I am wondering if, in your opinion(s), I should do everything I possibly can to get this hardware working with Ubuntu, or if I should try a different distro first and see how it handles out-of-the-box.

For reference, the computer is relatively old (Compaq Presario with an AMD K6 processor of about 300MHz, 188Mb RAM, 15Gb and 4Gb hardrives), if that could make a difference. I also run Damn Small Linux on this computer as a LiveCD (most of the hardware works out-of-box, except for the modem, USB pendrive, and possibly ethernet card and graphics card), and ran it from the hard drive prior to installing Ubuntu.

Of course, for those who may think that I should try another distro, I'm quite interested to know your suggestions, especially if you're familiar with this kind of situation.

dolson
November 25th, 2005, 02:41 AM
I would try to work with someone here to get things working and submit the problem reports to make things better in the future of Ubuntu.

I came from Debian, where I had to do everything myself, to Ubuntu, and it is very slick, and I think that finally there is a distro that is doing everything right for the desktop. I believe in Ubuntu.
───
*Required actions*.
1. In the forum thread, what processor does the Compaq Presario have?
2. Extract the stretch of the forum thread from "For reference, the" through "future of Ubuntu.".
The entries have no connection to the forum thread.

(Dataset entries)
───
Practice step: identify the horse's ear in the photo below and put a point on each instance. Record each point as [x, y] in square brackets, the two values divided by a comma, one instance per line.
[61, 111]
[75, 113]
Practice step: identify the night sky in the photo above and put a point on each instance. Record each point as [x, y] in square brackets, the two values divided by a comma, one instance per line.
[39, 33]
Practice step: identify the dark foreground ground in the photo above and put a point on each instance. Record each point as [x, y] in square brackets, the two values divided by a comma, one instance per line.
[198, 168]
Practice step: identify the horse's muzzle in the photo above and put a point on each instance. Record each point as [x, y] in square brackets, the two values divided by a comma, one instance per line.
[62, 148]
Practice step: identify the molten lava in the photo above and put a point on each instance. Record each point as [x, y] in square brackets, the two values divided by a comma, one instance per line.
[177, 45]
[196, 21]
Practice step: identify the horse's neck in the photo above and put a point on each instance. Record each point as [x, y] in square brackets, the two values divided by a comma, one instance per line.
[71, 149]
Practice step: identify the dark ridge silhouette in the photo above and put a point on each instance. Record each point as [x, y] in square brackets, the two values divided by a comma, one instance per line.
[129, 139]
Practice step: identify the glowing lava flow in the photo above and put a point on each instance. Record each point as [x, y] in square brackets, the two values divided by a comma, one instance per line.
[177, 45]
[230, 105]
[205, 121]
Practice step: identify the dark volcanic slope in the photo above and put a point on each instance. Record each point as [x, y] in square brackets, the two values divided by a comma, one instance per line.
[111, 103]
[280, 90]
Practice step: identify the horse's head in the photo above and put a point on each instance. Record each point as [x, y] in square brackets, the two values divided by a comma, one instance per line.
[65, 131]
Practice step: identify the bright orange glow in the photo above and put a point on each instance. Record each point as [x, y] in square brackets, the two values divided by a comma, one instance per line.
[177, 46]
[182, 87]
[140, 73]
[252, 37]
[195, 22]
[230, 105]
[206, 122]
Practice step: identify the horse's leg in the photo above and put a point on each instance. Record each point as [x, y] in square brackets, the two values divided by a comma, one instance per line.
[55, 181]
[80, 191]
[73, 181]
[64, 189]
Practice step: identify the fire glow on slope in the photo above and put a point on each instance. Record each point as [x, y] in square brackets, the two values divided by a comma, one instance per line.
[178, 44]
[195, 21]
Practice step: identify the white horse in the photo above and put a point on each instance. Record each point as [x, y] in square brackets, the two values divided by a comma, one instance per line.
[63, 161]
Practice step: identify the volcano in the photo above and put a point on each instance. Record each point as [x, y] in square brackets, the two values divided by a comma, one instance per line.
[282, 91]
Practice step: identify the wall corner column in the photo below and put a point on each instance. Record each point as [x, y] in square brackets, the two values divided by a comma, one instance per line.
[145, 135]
───
*The results*.
1. An AMD K6 processor of about 300MHz.

2.
For reference, the computer is relatively old (Compaq Presario with an AMD K6 processor of about 300MHz, 188Mb RAM, 15Gb and 4Gb hardrives), if that could make a difference. I also run Damn Small Linux on this computer as a LiveCD (most of the hardware works out-of-box, except for the modem, USB pendrive, and possibly ethernet card and graphics card), and ran it from the hard drive prior to installing Ubuntu.

Of course, for those who may think that I should try another distro, I'm quite interested to know your suggestions, especially if you're familiar with this kind of situation.

dolson
November 25th, 2005, 02:41 AM
I would try to work with someone here to get things working and submit the problem reports to make things better in the future of Ubuntu.